**Task prompt**
Find each line in the records below that contains the string "positive", and copy those lines.

Stored items:

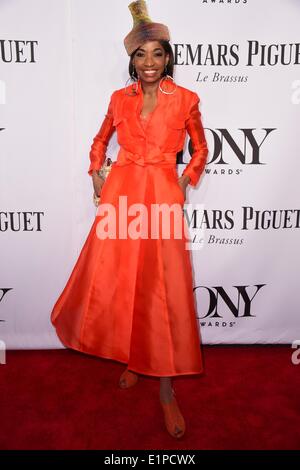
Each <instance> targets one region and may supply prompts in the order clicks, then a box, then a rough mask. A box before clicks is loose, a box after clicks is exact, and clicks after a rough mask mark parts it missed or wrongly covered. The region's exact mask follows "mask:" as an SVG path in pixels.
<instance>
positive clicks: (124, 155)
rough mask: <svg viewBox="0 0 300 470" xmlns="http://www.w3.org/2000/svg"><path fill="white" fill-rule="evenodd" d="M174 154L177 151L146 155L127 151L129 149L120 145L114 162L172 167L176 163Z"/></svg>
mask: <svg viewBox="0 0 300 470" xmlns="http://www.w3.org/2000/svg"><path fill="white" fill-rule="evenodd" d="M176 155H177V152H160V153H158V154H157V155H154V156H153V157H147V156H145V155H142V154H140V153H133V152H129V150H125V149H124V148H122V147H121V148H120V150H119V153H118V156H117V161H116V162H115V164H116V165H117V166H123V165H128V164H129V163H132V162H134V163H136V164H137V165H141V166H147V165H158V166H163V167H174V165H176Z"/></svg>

* * *

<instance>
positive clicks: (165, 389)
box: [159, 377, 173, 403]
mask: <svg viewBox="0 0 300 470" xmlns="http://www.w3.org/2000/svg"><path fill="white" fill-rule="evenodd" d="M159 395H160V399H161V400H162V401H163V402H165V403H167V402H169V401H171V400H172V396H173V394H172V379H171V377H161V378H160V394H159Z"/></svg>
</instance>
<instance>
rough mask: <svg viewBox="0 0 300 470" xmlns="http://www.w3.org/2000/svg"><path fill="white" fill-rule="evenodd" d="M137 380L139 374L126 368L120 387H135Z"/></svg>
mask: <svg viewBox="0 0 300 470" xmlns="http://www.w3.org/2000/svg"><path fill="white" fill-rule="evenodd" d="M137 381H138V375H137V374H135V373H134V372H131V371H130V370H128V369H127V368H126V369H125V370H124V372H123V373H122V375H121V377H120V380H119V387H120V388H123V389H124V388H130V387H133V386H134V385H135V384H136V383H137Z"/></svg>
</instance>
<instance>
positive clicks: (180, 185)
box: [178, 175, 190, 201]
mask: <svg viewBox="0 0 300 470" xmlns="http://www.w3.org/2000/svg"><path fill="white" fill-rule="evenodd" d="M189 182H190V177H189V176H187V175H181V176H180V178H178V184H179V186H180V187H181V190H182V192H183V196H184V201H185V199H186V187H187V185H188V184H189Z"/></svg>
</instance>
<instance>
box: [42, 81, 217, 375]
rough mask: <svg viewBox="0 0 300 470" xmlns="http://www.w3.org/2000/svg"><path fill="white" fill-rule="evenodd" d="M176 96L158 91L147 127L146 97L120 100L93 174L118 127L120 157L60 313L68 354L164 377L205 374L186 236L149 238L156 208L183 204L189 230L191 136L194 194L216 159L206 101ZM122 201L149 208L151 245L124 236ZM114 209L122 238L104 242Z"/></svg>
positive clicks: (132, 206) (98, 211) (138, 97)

**Output of the task**
positive clicks: (124, 155)
positive clicks: (165, 389)
positive clicks: (180, 185)
positive clicks: (132, 206) (98, 211) (138, 97)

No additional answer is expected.